■ What to do ■
Reproduce everything from the line containing "Task: find the index" down to the line containing "Query: brown cardboard surface", both included, in the material below. Multiply each answer coordinate by 0.3 and round it to a whole number, with halves rounded up, and leave every other line and number unchanged.

(Location identification material)

------------------------------------

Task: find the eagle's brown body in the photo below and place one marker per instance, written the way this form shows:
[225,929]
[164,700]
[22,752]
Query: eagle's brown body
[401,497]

------------------------------------

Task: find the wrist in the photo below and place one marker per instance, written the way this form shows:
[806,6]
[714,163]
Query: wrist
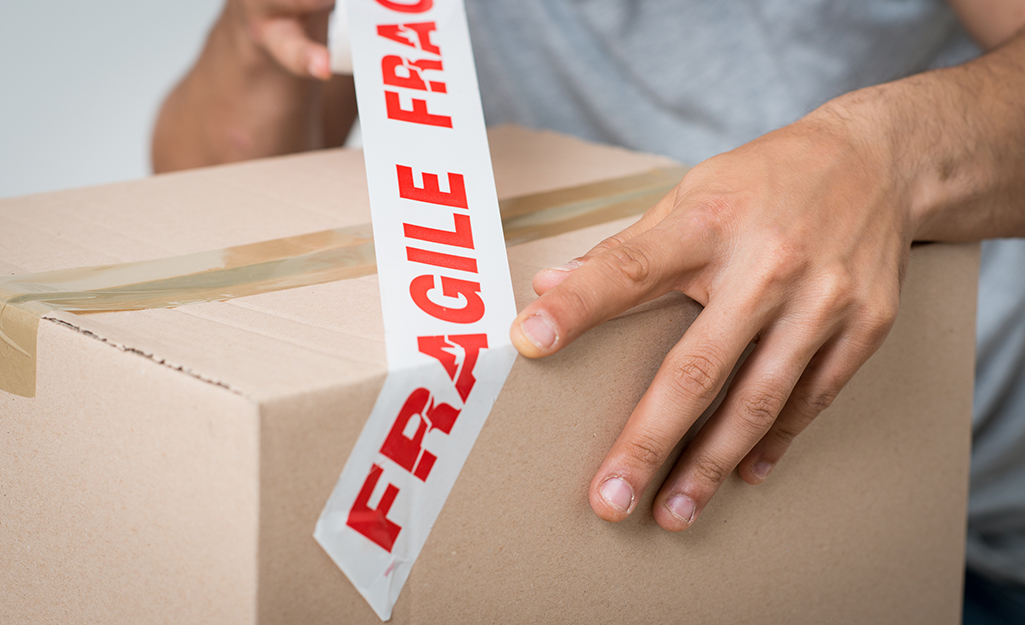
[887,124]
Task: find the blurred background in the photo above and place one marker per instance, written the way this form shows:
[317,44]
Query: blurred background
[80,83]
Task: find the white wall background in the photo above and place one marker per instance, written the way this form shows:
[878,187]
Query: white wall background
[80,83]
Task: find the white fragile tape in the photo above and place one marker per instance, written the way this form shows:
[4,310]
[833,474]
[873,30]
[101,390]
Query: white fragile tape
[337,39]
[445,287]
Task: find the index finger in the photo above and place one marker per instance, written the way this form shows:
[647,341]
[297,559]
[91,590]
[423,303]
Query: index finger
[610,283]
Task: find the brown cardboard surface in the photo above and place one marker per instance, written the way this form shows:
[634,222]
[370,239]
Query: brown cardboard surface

------------------------------------

■ Output for this task ■
Task: find the index finger in the photo above and place one marker per instance, written the way this form shows:
[647,341]
[297,559]
[91,590]
[423,303]
Query: index finger
[183,85]
Task: find the brown cardboard surface in the photo above and place one marker per instance, written the way this form shows:
[634,222]
[370,239]
Query: brown cardboard surface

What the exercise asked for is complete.